Text block >>
- - -
Henry Latham spent 7 years working across different design & product leadership roles studying the factors involved in startup success & failure.

He now applies that knowledge in his own company, Scribe, a journaling application his team has bootstrapped to profitability within 12 months, as well as with clients, helping them define a product vision, strategy & process of execution to help them achieve success & longevity.

We welcomed Henry to our Berlin center to discuss how teams can overcome the common mistakes that occur when teams apply Agile, and he was kind enough to ask a few related follow-up questions after the event.

BCGDV: What common mistakes do teams make when applying Agile?
- - -
Directive a >>
From the entries, return word for word the lines starting with the one that contains "detect the dark" and going through the one that contains "[[459, 170, 624, 384], [418, 250, 453, 305]]", including both of those lines.
The entries have no connection to the profile of Henry Latham above.

Available data >>
- - -
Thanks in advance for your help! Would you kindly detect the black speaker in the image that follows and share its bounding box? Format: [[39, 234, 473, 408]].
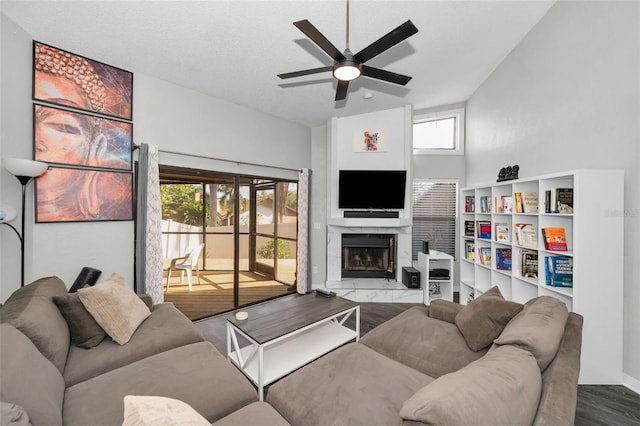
[[69, 266, 102, 293], [402, 266, 420, 288]]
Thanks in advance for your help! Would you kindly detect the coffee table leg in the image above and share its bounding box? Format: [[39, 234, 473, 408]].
[[258, 345, 264, 401]]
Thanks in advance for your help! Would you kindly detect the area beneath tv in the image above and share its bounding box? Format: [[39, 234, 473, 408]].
[[326, 278, 424, 303]]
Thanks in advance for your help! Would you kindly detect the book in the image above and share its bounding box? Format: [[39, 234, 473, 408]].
[[501, 195, 513, 213], [476, 220, 491, 240], [480, 196, 491, 213], [544, 188, 573, 214], [464, 220, 476, 237], [542, 227, 567, 251], [478, 247, 491, 265], [545, 256, 573, 287], [464, 241, 475, 262], [513, 192, 524, 213], [514, 223, 538, 247], [494, 222, 511, 243], [464, 195, 476, 213], [520, 250, 538, 278], [496, 248, 511, 271], [555, 188, 573, 214], [522, 192, 538, 213]]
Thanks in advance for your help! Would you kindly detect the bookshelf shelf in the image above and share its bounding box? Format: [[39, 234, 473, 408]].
[[459, 170, 624, 384]]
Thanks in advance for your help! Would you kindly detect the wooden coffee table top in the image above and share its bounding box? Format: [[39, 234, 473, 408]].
[[227, 292, 358, 344]]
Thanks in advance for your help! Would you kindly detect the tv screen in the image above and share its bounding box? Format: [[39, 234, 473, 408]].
[[338, 170, 407, 209]]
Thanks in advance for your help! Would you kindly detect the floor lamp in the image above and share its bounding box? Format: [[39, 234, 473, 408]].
[[0, 158, 49, 287]]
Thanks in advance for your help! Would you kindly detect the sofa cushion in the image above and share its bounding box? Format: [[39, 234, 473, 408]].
[[64, 303, 204, 386], [62, 342, 258, 426], [360, 306, 486, 377], [0, 401, 31, 426], [78, 274, 151, 345], [122, 395, 211, 426], [455, 286, 522, 351], [495, 296, 569, 371], [0, 324, 64, 426], [400, 346, 542, 426], [53, 292, 107, 349], [212, 402, 290, 426], [429, 299, 464, 324], [0, 277, 71, 372], [267, 343, 433, 426]]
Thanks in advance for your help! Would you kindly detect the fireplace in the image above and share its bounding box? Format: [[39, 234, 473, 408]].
[[342, 234, 397, 278]]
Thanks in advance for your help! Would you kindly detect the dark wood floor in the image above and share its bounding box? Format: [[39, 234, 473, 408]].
[[196, 296, 640, 426]]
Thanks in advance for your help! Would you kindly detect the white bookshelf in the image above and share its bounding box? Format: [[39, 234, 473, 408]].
[[459, 170, 624, 384], [418, 250, 453, 305]]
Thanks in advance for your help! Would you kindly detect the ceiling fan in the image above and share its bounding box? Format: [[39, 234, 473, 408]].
[[278, 0, 418, 101]]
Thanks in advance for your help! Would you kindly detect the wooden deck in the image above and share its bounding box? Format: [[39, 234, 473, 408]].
[[163, 271, 295, 321]]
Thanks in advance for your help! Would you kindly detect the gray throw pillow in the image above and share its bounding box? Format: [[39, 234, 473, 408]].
[[495, 296, 569, 371], [400, 346, 542, 426], [53, 293, 107, 349], [455, 286, 522, 352]]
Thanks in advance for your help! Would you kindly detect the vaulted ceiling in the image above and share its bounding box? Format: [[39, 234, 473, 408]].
[[0, 0, 554, 127]]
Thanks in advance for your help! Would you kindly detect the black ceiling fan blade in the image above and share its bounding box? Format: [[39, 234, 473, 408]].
[[336, 80, 349, 101], [362, 65, 411, 86], [293, 19, 346, 62], [278, 66, 333, 79], [353, 20, 418, 63]]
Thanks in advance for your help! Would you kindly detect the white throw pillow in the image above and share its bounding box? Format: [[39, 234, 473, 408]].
- - -
Directive b >>
What kind of application is Scribe, according to the profile of Henry Latham?

Expected output a >>
Thanks in advance for your help! Would you kindly detect the dark wood floor in the image above and share its bounding box? Format: [[39, 234, 473, 408]].
[[196, 296, 640, 426]]
Thanks in advance for your help! Would you kindly detect the white bookshelf in the image above and share its bounding box? Format: [[39, 234, 473, 408]].
[[459, 170, 624, 384], [418, 250, 453, 305]]

Expected output b >>
Scribe is a journaling application.